▶ TASK DESCRIPTION: Find every line below that contains the word "necklace", and copy each of those lines in full.

▶ INPUT MATERIAL:
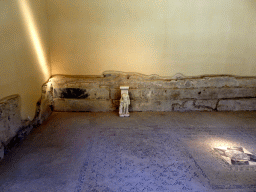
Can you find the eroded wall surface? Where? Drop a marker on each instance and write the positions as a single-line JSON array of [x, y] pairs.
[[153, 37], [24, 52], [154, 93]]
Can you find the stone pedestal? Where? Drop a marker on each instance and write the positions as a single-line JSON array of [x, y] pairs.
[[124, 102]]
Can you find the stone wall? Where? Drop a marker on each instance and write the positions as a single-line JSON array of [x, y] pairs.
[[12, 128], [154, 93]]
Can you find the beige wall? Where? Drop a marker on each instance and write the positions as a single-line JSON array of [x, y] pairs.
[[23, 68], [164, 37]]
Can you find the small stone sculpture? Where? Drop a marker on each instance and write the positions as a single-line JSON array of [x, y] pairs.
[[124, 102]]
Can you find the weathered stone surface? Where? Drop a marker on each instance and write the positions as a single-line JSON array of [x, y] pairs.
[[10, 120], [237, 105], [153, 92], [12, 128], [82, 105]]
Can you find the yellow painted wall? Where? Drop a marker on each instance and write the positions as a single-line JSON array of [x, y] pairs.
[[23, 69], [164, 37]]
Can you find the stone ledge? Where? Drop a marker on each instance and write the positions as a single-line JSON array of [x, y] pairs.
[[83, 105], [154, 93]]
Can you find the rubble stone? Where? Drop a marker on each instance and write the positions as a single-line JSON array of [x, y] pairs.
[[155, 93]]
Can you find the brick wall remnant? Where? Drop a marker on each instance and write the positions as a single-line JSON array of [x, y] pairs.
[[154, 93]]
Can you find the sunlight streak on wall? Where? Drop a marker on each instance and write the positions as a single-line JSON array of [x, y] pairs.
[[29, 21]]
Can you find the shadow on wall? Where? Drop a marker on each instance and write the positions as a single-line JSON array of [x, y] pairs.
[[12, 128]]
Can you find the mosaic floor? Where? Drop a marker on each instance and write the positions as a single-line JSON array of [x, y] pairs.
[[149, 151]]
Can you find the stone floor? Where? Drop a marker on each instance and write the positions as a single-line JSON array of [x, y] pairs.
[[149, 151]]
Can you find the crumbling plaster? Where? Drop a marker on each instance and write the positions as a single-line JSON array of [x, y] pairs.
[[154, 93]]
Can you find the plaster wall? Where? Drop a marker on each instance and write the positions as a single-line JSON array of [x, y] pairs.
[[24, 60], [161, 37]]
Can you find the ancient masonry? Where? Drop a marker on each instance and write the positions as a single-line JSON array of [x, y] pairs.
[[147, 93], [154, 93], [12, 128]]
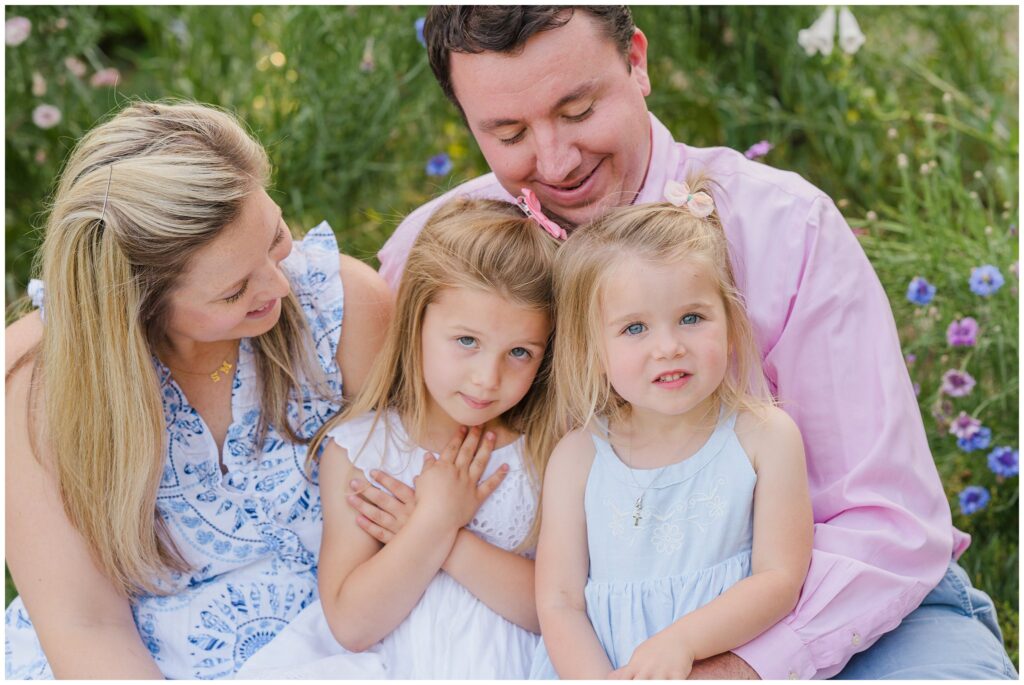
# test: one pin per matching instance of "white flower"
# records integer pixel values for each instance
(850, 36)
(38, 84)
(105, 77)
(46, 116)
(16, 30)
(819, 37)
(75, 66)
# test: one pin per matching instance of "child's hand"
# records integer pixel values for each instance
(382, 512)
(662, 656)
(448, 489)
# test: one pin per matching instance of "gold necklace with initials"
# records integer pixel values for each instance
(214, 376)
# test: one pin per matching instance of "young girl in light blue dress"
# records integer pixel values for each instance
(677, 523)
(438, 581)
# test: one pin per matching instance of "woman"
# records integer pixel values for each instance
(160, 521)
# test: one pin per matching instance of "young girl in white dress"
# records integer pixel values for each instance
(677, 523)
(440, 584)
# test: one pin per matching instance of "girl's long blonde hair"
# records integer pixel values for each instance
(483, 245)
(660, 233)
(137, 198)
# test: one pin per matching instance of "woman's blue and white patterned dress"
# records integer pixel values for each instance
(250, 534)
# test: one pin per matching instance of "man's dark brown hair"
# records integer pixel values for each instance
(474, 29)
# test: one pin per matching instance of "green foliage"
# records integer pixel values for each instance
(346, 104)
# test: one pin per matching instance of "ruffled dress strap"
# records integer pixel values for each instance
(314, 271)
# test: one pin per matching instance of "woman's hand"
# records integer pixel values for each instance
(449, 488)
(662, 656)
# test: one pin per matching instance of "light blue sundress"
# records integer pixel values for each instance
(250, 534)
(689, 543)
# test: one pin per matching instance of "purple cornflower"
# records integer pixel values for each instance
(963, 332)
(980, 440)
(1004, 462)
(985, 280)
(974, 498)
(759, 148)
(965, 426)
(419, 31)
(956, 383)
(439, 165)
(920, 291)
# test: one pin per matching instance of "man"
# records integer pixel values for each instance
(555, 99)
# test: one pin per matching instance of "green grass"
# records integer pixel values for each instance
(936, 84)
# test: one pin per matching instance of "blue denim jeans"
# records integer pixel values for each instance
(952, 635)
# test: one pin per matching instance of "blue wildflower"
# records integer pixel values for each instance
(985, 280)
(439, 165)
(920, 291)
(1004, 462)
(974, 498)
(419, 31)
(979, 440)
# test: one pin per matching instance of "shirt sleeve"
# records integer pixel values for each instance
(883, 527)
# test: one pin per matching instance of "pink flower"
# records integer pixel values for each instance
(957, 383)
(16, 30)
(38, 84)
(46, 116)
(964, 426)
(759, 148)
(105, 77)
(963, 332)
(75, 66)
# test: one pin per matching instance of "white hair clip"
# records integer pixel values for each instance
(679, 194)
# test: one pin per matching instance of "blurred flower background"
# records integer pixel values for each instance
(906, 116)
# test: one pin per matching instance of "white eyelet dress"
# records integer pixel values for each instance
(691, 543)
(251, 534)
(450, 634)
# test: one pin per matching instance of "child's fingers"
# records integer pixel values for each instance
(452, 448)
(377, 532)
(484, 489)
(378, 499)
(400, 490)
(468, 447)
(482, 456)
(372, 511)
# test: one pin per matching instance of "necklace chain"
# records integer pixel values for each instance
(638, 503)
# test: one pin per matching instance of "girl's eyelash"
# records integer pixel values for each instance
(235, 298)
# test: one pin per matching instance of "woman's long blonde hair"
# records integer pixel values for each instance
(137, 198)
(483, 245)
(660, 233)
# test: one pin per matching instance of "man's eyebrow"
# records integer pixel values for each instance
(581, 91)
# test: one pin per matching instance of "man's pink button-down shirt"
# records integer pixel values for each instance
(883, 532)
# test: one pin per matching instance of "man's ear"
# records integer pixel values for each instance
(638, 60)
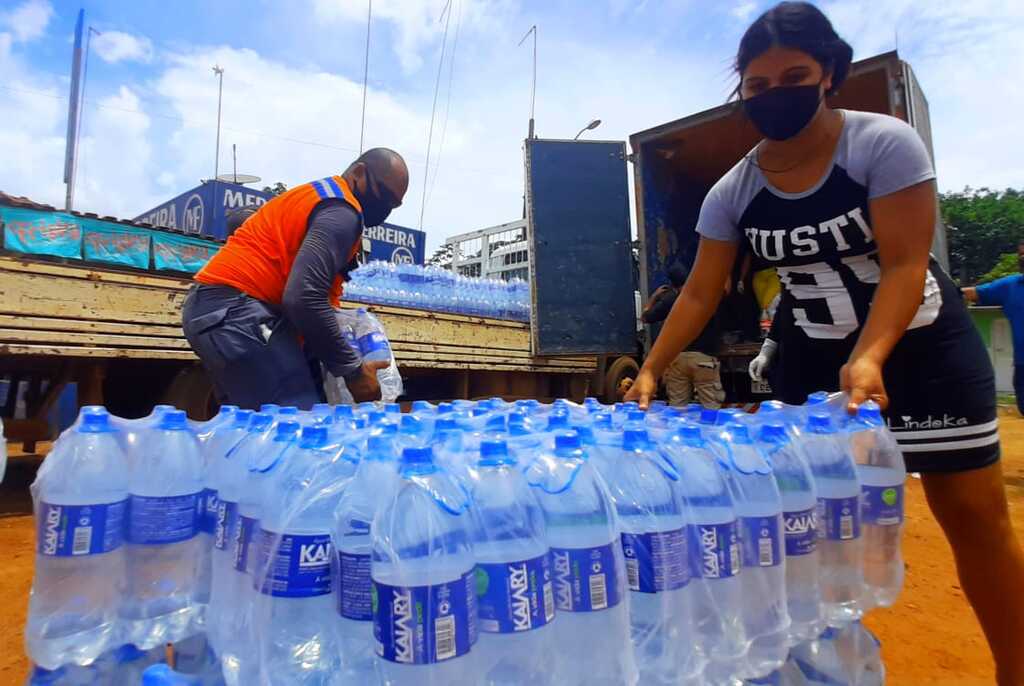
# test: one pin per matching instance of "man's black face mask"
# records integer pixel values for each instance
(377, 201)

▶ CORRECT RESULT:
# test: one pin per matching instance of "gold necklace with initials"
# test: one pin per matching instance of "necklace chain"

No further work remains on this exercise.